___ Excerpt provided ___
Published in final edited form as: J Mater Chem B. 2019 Feb 13;7(11):1842–1846. doi: 10.1039/c8tb02276c

S100A9-targeted tobacco mosaic virus nanoparticles exhibit high specificity toward atherosclerotic lesions in ApoE−/− mice

Jooneon Park a,b, Huiyun Gao c, Yunmei Wang c, He Hu a,b, Daniel I Simon c,d, Nicole F Steinmetz a,b,e,f
PMCID: PMC7147689  NIHMSID: NIHMS1066839  PMID: 32255046

Abstract

We integrate a biocompatible plant virus-based nanotechnology (tobacco mosaic virus, TMV) with S100A9-targeting peptides for its application in imaging and diagnosis of atherosclerosis. S100A9-targeted TMV nanoparticles exhibit remarkable specificity to S100A9 and targeting of atherosclerosis lesions in ApoE−/− mice.


Cardiovascular disease, including myocardial infarction and stroke, is one of the leading causes of death in developed countries (>500 000 deaths annually in the US alone), and it is the most common etiology for adult disability.1 One of the major underlying causes of cardiovascular diseases is atherosclerosis, in which plaques build up inside the arteries.1 Atherosclerosis development often remains asymptomatic until a clinical event such as heart attack or stroke occurs. Blood tests, body weight, and electrocardiograms indicate risk factors for atherosclerosis, but they are not directly indicative of the disease. Imaging approaches, including X-ray angiography,2 optical coherence tomography,3 and intravascular ultrasound4 can locate potential blockages within the arteries. Nevertheless, these techniques only detect luminal narrowing and intimamedia thickening, which do not lay a foundation for predicting atherosclerotic plaques with high risks. Plaque rupture and subsequent fatal cardiovascular events occur more often in vessels with mild-to-moderate luminal stenosis; the risk of a clinical event depends on the molecular composition of the lesion as opposed to plaque size and luminal stenosis.5 Therefore, direct characterization of the molecular composition of the plaques is required for accurate prediction of the likelihood of plaque rupture. Plaques can be differentiated as stable or vulnerable; the latter are characterized by increased infilteration of macrophages and T-cells (i.e., local inflammation) and thrombogenicity,58 and are prone to rupture. Only biopsy, followed by histological inspection, gives the molecular information needed for accurate diagnosis of plaques with high risks, but these methods are invasive and associated with significant risks. Therefore, there is a clinical need for non-invasive techniques to aid diagnosis of atherosclerosis.
___ Source information ___
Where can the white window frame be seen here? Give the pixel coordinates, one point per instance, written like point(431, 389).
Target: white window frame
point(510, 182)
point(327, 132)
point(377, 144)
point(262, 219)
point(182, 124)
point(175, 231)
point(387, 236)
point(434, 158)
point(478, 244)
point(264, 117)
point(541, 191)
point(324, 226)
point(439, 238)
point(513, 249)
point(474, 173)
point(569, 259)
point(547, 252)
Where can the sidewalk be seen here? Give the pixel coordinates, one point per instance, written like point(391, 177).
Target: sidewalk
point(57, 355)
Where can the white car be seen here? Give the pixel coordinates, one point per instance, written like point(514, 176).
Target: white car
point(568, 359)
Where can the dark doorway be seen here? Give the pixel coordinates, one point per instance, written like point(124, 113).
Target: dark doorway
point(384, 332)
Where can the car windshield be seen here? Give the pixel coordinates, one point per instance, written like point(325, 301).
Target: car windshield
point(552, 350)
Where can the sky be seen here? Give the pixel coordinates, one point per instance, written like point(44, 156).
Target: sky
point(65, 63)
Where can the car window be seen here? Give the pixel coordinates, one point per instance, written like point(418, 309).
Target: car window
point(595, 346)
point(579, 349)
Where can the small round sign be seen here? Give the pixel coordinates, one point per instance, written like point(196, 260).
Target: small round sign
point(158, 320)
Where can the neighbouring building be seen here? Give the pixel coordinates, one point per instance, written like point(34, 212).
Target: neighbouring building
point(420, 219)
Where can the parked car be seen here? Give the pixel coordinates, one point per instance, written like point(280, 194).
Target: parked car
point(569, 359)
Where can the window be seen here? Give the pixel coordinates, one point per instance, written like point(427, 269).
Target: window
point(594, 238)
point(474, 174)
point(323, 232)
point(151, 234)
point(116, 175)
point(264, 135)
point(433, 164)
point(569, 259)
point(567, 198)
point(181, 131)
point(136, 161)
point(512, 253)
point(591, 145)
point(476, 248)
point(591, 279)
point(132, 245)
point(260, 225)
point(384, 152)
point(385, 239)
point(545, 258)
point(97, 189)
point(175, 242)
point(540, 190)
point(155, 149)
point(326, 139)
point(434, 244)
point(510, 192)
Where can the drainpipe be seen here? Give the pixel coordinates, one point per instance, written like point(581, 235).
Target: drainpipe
___
_Brief A:_
Answer the following questions using the atherosclerosis excerpt:
(i) Which plant virus forms the basis of the nanotechnology described?
(ii) How many cardiovascular deaths occur annually in the US alone, according to the excerpt?
(iii) Which procedure provides the molecular information needed for accurate diagnosis of high-risk plaques?
_Brief B:_ Reproduce the stretch of the atherosclerosis excerpt from "Jooneon Park a,b, Huiyun" through "in ApoE−/− mice.".

_Expected answer A:_
(i) Tobacco mosaic virus (TMV).
(ii) More than 500 000.
(iii) Biopsy, followed by histological inspection.

_Expected answer B:_
Jooneon Park a,b, Huiyun Gao c, Yunmei Wang c, He Hu a,b, Daniel I Simon c,d, Nicole F Steinmetz a,b,e,f
PMCID: PMC7147689  NIHMSID: NIHMS1066839  PMID: 32255046

Abstract

We integrate a biocompatible plant virus-based nanotechnology (tobacco mosaic virus, TMV) with S100A9-targeting peptides for its application in imaging and diagnosis of atherosclerosis. S100A9-targeted TMV nanoparticles exhibit remarkable specificity to S100A9 and targeting of atherosclerosis lesions in ApoE−/− mice.